» **Goal**:
All records should be reproduced verbatim.
========================================
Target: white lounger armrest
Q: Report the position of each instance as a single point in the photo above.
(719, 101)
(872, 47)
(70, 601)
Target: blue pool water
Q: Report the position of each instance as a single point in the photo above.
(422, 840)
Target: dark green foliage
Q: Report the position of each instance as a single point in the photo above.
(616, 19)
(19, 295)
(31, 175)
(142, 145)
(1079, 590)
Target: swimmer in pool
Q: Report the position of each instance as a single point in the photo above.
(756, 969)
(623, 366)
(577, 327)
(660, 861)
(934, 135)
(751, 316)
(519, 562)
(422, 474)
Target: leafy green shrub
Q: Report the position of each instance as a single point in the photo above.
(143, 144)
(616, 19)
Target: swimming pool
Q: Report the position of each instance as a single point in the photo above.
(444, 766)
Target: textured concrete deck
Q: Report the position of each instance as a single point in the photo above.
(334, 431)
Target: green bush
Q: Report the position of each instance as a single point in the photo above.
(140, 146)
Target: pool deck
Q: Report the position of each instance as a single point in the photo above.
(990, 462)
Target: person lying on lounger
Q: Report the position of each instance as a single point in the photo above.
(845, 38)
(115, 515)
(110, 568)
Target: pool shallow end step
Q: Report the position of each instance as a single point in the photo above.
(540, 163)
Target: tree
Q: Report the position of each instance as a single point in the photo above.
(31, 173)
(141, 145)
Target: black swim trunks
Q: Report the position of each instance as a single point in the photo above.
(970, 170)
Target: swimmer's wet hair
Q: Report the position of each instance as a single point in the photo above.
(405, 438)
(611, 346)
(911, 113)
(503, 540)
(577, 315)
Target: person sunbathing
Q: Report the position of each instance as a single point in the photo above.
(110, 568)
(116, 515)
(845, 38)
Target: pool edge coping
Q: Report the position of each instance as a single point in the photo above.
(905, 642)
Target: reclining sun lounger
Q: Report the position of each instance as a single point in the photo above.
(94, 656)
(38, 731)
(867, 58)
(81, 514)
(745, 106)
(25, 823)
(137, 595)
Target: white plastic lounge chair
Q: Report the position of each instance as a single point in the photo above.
========================================
» **Output for this exercise**:
Target: white lounger armrest
Q: Report the position of each instance as a single point in the photo above.
(719, 101)
(872, 47)
(70, 601)
Target: blue pool water
Q: Report the position of each instance as a single point in the photo above.
(422, 840)
Target: dark green foliage
Q: Report the position of each instance as a single point in the photo above.
(616, 19)
(19, 295)
(31, 175)
(142, 145)
(1079, 590)
Target: swimmer in pool
Q: Report the position of each instance as a single point in the photo above.
(756, 969)
(623, 366)
(577, 327)
(660, 861)
(934, 135)
(751, 316)
(519, 562)
(422, 474)
Target: leafy green shrub
Q: Report the position of each instance as a single point in the photo above.
(143, 144)
(616, 19)
Target: swimming pool
Q: Report the position of each instance as a single point in the photo above.
(444, 766)
Target: textured concrete deck
Q: Report the position of each instance as a single point in the photo above.
(334, 431)
Target: green bush
Q: Report the position of each instance as a single point in the photo above.
(140, 146)
Target: pool deck
Q: Report the position of each instance as a single point in the photo above.
(990, 462)
Target: person lying on lounger
Q: Report the position of each instance as a single point in the photo above.
(845, 38)
(115, 515)
(110, 568)
Target: pool shallow end step
Q: Report the position of each instance as a single point in the photo above.
(540, 163)
Target: tree
Q: Report the position of each instance as a single point in the photo above.
(31, 173)
(141, 145)
Target: black swim trunks
Q: Report the position of each instance as a single point in the photo above.
(970, 170)
Target: swimmer's wet hair
Q: Report the position of each instance as a single point in the photo above.
(405, 438)
(611, 346)
(911, 113)
(503, 540)
(577, 315)
Target: person sunbathing
Q: Report the position of each instance as a single point in the photo above.
(110, 568)
(116, 515)
(845, 38)
Target: pool edge coping
Q: Report the position of each instance as a single point in the photo above.
(905, 642)
Target: reclining sun lounger
Q: Report the position of each instance as a single point in the photo above.
(94, 656)
(38, 731)
(867, 58)
(81, 514)
(745, 106)
(25, 823)
(137, 595)
Target: white plastic lounge chair
Q: Report the position of each instance as a single point in the photo above.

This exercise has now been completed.